Items from a data collection
* START *

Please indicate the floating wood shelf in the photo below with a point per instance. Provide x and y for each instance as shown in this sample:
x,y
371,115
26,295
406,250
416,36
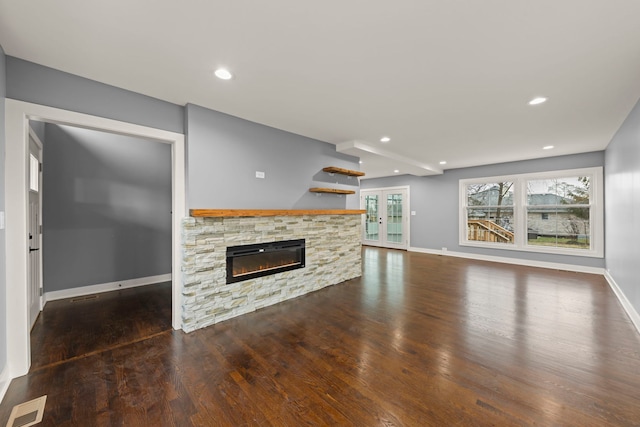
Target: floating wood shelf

* END *

## PROMPT
Copy every line of the items above word for word, but leave out the pictures.

## COMPLETED EXERCISE
Please indicate the floating wood shelf in the photo below with a point per instance. Provide x and y for each instance as shown in this sample:
x,y
371,115
26,295
406,250
416,36
Target: floating wood shelf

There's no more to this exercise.